_PROVIDED RECORDS_.
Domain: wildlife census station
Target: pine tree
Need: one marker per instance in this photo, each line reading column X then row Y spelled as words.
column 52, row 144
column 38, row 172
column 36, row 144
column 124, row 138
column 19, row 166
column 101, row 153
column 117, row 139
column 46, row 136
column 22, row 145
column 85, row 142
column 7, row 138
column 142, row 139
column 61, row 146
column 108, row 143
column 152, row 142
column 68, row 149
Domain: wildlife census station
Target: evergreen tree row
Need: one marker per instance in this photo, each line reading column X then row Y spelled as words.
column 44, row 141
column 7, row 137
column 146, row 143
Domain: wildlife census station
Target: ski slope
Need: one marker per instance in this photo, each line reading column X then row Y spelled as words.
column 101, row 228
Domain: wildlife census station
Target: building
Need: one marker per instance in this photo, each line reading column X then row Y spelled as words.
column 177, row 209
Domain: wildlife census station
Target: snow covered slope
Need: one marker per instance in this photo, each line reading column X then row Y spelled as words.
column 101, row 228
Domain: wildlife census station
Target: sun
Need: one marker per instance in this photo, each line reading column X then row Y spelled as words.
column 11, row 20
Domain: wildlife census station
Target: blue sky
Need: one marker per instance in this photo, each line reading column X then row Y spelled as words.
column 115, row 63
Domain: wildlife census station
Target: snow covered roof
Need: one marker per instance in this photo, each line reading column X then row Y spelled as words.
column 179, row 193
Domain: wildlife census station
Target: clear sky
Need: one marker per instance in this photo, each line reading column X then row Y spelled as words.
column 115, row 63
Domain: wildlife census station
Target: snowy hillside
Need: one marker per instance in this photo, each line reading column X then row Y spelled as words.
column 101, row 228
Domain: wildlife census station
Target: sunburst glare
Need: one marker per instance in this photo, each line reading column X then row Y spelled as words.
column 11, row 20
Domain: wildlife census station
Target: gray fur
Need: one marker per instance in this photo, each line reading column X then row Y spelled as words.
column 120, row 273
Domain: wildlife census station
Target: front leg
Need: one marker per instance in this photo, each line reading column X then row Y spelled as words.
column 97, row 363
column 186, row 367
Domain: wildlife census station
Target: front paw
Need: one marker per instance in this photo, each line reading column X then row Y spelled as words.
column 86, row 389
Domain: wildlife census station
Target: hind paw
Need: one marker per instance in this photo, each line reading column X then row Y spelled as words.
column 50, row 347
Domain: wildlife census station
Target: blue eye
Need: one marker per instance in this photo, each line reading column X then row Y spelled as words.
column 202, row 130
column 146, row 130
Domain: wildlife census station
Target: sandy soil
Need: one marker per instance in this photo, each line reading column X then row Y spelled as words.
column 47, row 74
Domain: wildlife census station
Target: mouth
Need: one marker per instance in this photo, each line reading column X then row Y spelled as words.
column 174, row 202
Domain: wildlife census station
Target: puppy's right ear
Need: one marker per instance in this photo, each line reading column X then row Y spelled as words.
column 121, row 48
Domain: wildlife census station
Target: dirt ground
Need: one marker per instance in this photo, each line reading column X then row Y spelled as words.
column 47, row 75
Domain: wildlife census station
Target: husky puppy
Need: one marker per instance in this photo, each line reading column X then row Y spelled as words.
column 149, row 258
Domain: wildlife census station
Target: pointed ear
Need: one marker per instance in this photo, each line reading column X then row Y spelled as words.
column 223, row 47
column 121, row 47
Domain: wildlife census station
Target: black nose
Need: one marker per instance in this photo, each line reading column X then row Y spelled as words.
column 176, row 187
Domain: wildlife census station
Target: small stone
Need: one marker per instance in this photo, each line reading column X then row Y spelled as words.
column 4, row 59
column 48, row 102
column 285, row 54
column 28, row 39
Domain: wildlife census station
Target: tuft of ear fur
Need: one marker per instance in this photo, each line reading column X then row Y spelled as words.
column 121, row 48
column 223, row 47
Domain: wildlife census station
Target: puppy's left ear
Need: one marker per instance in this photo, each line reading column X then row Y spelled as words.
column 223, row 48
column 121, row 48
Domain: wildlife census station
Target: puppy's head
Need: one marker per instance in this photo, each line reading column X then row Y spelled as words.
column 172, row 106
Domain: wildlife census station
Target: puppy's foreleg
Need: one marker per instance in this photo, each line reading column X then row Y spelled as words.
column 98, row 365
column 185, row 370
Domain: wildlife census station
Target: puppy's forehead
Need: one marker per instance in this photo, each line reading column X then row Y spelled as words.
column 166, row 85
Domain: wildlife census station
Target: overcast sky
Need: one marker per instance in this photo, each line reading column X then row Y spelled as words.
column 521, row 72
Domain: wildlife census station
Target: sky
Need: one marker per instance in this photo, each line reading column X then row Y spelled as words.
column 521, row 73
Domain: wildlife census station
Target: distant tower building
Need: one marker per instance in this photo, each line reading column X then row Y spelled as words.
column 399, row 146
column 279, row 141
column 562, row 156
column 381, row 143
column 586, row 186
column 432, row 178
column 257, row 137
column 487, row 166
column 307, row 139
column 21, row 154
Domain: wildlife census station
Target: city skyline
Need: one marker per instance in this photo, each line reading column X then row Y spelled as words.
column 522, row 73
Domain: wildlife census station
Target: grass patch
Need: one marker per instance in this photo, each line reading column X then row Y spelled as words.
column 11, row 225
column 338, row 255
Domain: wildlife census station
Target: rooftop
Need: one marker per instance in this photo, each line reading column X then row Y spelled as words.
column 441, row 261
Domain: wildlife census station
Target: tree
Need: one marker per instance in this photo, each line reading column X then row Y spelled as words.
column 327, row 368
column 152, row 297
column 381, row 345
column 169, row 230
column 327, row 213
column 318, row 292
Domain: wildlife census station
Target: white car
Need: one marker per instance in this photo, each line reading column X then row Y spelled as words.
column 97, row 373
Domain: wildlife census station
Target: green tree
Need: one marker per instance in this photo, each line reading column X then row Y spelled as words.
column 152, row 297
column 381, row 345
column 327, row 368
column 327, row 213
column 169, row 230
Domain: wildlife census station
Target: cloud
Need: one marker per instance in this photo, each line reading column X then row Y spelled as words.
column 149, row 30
* * *
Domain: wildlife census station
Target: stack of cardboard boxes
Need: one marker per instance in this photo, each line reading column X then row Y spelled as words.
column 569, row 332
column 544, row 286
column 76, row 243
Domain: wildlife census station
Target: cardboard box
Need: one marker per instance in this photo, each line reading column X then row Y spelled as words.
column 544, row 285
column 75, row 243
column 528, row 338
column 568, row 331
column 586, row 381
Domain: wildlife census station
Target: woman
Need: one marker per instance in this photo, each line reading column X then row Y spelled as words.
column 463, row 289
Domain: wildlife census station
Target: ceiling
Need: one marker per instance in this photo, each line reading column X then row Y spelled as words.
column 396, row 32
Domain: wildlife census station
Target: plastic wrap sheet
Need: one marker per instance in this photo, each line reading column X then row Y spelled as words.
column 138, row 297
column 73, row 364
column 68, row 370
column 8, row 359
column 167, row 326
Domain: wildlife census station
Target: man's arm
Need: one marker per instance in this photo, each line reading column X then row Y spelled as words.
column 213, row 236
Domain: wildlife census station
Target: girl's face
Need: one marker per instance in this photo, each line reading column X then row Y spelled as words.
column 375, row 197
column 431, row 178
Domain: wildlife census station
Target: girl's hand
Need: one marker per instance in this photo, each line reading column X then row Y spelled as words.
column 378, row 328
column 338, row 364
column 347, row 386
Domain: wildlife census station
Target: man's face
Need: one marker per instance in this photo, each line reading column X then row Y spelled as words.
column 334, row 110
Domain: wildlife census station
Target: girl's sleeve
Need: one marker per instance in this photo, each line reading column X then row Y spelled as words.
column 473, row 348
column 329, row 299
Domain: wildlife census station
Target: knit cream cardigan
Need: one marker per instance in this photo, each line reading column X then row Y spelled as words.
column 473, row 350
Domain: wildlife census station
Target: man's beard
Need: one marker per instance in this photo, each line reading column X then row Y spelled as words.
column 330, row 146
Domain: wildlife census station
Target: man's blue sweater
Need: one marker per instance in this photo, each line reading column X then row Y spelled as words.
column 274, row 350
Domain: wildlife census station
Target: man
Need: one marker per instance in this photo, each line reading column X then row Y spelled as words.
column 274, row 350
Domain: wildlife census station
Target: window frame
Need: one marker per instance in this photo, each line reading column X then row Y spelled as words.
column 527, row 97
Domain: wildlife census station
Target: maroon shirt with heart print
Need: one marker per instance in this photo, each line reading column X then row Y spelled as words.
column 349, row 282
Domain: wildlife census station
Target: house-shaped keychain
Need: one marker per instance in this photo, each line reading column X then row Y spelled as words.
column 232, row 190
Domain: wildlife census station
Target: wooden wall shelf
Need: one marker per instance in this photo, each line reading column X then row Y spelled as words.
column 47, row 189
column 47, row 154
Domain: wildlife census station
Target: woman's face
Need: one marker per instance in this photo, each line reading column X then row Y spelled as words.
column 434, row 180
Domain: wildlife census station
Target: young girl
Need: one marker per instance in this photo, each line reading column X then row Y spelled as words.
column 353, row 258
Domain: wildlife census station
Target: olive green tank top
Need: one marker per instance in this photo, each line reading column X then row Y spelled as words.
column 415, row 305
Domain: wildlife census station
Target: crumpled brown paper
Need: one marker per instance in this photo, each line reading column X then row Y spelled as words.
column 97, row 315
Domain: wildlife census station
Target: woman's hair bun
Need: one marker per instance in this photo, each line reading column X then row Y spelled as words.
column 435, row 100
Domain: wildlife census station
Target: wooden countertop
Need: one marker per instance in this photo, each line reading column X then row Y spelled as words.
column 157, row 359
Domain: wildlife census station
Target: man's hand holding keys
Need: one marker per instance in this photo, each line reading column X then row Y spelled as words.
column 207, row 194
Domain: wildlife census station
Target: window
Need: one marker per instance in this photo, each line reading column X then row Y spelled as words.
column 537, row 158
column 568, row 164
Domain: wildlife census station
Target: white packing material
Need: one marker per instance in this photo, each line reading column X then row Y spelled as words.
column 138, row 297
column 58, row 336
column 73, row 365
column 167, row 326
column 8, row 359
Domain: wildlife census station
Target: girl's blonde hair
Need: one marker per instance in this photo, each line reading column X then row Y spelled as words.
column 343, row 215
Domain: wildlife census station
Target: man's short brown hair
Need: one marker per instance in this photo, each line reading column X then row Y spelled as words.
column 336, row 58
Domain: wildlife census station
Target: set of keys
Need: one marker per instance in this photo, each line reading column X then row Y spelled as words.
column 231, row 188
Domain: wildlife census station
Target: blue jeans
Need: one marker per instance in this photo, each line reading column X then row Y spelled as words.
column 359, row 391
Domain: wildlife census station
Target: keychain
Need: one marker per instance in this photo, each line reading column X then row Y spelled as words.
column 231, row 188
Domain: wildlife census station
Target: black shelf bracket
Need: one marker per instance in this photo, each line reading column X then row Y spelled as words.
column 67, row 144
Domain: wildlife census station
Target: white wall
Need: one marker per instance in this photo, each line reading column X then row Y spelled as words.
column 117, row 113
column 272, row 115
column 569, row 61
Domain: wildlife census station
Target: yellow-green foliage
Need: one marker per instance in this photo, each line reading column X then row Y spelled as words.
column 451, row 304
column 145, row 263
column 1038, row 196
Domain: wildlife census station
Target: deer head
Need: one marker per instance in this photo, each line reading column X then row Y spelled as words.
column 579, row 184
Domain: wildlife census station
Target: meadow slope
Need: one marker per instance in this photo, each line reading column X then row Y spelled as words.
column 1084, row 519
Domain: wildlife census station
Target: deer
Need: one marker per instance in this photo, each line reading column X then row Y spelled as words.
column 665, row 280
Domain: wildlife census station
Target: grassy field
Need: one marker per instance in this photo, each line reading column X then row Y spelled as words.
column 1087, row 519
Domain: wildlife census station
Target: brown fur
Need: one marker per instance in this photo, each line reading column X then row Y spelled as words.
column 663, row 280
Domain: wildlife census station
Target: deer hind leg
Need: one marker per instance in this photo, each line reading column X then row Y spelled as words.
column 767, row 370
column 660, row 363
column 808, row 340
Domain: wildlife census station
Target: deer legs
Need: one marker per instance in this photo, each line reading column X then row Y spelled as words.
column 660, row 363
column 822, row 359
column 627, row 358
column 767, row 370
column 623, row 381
...
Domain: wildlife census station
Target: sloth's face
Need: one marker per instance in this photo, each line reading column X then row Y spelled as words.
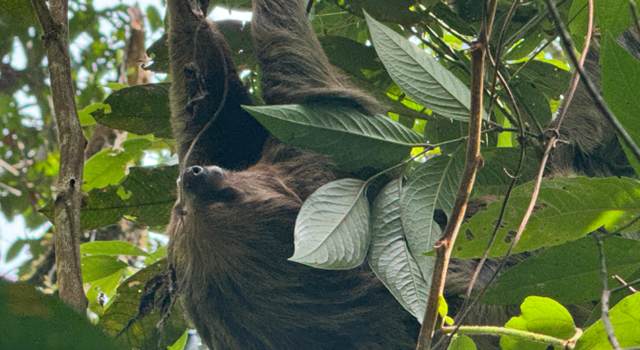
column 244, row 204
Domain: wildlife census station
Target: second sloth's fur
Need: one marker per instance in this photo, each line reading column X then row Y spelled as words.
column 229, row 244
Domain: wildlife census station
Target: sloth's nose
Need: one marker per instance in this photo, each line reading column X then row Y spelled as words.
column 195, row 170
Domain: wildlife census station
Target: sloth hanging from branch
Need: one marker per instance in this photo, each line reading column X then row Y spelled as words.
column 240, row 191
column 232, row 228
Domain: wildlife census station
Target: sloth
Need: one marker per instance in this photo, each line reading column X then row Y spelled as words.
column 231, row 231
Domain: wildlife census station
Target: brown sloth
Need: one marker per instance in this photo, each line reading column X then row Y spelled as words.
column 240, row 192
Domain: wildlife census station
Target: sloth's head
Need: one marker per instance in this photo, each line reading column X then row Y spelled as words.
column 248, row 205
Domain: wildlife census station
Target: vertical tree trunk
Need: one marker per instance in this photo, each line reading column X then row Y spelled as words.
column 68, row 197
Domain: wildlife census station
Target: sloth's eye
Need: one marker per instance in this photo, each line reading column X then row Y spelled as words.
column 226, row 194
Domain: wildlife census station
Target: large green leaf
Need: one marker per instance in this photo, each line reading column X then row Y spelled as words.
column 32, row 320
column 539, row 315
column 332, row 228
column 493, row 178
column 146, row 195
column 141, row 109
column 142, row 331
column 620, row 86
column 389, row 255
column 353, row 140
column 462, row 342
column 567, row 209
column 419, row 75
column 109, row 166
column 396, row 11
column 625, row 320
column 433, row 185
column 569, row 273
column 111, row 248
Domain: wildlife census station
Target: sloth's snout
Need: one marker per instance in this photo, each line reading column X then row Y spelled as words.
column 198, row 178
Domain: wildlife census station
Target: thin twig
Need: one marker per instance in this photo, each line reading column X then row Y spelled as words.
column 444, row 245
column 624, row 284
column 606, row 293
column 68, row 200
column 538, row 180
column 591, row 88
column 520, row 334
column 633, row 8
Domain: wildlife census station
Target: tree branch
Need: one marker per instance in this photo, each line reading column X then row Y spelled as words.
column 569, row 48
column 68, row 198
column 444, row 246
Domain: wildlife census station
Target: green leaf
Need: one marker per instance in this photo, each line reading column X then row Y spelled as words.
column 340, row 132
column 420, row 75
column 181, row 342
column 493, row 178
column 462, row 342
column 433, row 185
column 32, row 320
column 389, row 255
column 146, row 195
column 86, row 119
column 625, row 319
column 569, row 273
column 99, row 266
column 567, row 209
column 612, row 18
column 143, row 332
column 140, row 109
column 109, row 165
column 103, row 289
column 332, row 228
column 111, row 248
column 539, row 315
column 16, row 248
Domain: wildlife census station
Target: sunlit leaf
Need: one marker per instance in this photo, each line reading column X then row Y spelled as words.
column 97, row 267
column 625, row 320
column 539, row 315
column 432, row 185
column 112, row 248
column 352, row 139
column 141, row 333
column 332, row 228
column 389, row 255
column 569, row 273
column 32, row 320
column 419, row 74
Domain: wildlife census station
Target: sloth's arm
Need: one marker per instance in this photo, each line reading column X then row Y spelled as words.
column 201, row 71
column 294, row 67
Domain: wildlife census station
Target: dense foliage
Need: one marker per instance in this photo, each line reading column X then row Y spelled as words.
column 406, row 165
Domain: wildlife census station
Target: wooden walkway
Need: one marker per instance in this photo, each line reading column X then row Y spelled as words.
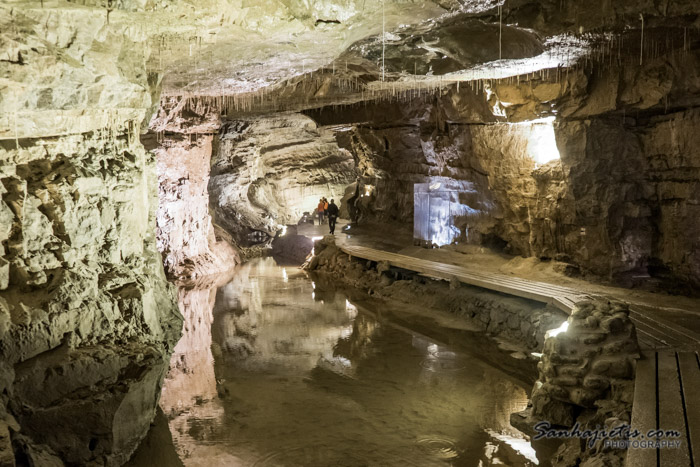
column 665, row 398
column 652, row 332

_ACTIVITY_.
Extract each line from the listing that holds the word "foliage".

_RESULT OF THIS EXERCISE_.
Target: yellow-green foliage
Target: dense foliage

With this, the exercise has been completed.